[TRAVAIL À FAIRE]
1/ D'après le texte étudié, dans quel journal la philosophe Donatella Di Cesare donne-t-elle son avis ?
2/ Relevez tous les passages placés entre guillemets dans le texte étudié.

[TEXTE ÉTUDIÉ]
***
Mais la presse n'est pas unanime. Au Brésil, un éditorialiste du quotidien de centre droit Folha de São Paulo approuve : «Quel droit ai-je d'imposer un code vestimentaire à des tierces personnes ? Aucun. Mais, quand je vois une femme transformée en momie, je ne pense pas à moi. Je pense à elle.» En Italie, où les commentaires vont plutôt dans le sens de l'interdiction du burkini, la philosophe Donatella Di Cesare affirme, dans le Corriere della Sera, que «couvrir une femme, c'est piétiner la dignité de toutes», et que le burkini est l'instrument d'un «isolement mortifiant».
***
[ENTRÉES FOURNIES]
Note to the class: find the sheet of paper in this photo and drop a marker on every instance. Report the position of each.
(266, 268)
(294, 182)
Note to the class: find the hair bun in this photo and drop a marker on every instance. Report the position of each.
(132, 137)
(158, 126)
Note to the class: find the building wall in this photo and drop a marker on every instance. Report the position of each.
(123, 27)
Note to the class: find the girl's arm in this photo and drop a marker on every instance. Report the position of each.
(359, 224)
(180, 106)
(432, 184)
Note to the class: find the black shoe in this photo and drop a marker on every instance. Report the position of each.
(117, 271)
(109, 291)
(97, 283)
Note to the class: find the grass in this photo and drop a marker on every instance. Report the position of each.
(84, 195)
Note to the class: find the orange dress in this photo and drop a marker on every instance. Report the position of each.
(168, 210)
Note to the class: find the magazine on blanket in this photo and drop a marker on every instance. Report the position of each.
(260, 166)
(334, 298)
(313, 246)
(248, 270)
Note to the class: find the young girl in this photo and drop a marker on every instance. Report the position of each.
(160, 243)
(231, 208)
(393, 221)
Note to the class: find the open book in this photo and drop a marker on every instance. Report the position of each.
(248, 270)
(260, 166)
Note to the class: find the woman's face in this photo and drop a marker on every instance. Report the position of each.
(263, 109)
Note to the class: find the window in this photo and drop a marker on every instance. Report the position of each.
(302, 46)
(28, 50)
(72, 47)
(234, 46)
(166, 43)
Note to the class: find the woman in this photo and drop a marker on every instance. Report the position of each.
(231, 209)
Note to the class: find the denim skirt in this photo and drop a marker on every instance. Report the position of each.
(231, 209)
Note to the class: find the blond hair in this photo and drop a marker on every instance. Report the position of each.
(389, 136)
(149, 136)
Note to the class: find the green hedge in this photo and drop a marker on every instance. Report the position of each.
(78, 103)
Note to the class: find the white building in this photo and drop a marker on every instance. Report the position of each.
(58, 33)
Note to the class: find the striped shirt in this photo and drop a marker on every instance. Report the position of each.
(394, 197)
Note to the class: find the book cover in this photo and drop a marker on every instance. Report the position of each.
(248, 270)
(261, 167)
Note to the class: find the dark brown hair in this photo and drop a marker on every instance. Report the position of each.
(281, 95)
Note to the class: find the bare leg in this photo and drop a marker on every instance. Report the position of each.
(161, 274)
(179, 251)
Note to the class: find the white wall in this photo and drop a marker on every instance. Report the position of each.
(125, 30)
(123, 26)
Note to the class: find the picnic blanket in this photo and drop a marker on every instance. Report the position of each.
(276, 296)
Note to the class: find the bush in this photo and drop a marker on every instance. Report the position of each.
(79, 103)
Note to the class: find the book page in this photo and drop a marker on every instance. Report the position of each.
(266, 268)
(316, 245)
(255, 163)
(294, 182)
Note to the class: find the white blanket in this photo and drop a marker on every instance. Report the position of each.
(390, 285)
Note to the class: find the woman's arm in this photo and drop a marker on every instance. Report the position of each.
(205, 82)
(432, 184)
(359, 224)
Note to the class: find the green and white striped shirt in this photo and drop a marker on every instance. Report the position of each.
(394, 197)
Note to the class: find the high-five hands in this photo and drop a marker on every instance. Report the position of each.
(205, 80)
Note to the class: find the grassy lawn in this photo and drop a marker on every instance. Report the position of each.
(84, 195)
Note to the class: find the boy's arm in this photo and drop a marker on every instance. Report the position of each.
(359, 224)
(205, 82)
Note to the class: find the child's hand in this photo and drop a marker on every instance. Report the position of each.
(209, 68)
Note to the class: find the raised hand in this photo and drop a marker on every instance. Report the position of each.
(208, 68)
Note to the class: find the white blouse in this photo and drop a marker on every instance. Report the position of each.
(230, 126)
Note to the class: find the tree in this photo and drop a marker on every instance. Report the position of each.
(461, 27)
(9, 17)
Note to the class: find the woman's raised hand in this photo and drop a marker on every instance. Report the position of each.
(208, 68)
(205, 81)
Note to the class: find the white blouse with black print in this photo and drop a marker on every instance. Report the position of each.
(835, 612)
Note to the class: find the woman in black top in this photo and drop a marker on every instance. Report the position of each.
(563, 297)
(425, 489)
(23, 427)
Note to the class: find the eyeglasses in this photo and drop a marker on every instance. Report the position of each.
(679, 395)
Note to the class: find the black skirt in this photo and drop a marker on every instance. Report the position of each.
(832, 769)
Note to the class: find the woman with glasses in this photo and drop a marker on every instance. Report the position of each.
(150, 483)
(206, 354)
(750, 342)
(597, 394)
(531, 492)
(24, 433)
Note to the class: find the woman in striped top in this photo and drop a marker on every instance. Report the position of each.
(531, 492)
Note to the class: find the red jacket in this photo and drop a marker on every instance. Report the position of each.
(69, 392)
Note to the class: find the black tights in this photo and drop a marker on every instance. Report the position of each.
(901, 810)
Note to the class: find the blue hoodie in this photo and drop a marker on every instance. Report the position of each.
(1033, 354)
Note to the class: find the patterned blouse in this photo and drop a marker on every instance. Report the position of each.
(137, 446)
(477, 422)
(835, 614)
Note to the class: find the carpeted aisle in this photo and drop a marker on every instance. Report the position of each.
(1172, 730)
***
[RÉPONSES]
1/ Dans le Corriere della Sera.

2/
- «Quel droit ai-je d'imposer un code vestimentaire à des tierces personnes ? Aucun. Mais, quand je vois une femme transformée en momie, je ne pense pas à moi. Je pense à elle.»
- «couvrir une femme, c'est piétiner la dignité de toutes»
- «isolement mortifiant»